### WHAT IS NEEDED
Extract each line of the data below that contains the string "every", treating uppercase and lowercase letters as distinct.

### LISTING
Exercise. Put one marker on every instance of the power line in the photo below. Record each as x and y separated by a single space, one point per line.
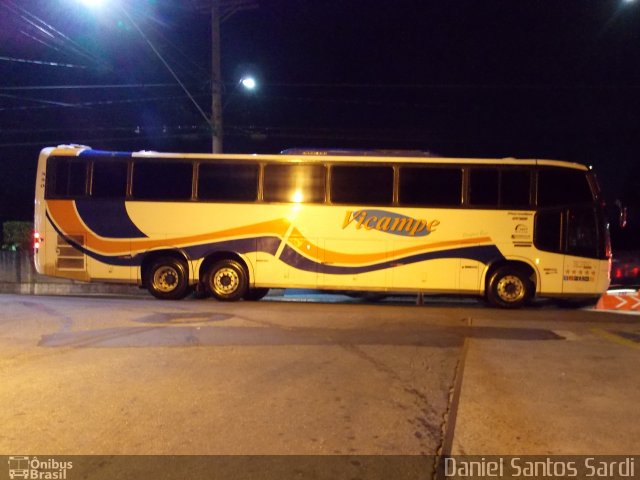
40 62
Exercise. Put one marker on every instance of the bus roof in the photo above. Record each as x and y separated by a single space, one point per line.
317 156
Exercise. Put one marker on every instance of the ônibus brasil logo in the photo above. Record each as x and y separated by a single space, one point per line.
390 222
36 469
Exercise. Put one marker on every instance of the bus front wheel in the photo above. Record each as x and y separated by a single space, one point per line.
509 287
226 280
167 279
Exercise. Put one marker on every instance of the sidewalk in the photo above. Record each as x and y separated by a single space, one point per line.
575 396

---

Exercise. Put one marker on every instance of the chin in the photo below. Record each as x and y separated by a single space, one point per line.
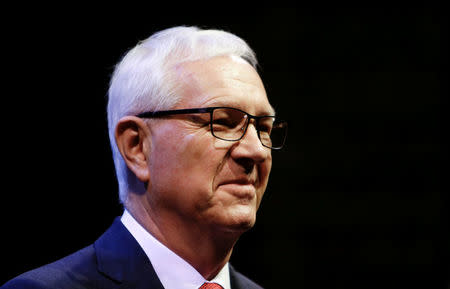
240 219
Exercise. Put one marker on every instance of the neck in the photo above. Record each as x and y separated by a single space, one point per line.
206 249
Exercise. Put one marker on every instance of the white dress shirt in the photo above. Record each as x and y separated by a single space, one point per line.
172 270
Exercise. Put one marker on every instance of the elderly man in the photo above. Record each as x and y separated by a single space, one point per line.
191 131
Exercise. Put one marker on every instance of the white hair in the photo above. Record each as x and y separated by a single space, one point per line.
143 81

### THE RESPONSE
Exercise. Put one marker on every instance of the power line in the photo below. Record each as x and y separated by a single space, one point per line.
Exercise. Put one marker on every instance of the bus roof in the photo above. Record each as x and y separated by a single space, one point per line.
Exercise. Put one marker on every instance of the ônibus brasil logo in the photo above. Record each as x and y separated by a single space, one point per line.
Exercise. Put one marker on every instance of the bus front wheel in the photo above. Record each as x and y separated by a single space, one point per line.
Exercise. Put one marker on every instance of the sidewalk in the photo above. Record each as x and y separated by a single space, one point per line.
Exercise. Put one marker on every instance of the chin in the photo below. Record each as x and y separated by a single space, one point per line.
Exercise. Put one marker on every instance of the neck in the photo above. Record each as x and y separated by a single space, one point per line.
Exercise. Put one marker on every instance of the white dress shirt in the photo above. Record each as x and y separated by a single space, one point per line.
Exercise. Put one marker on every instance of the elderly man in the photo above. Record each as x and y separated by a single space, one point per line.
Exercise. Put one marker on every instance of the white hair in the photo above. Record each as x and y separated by a single space, one point per line.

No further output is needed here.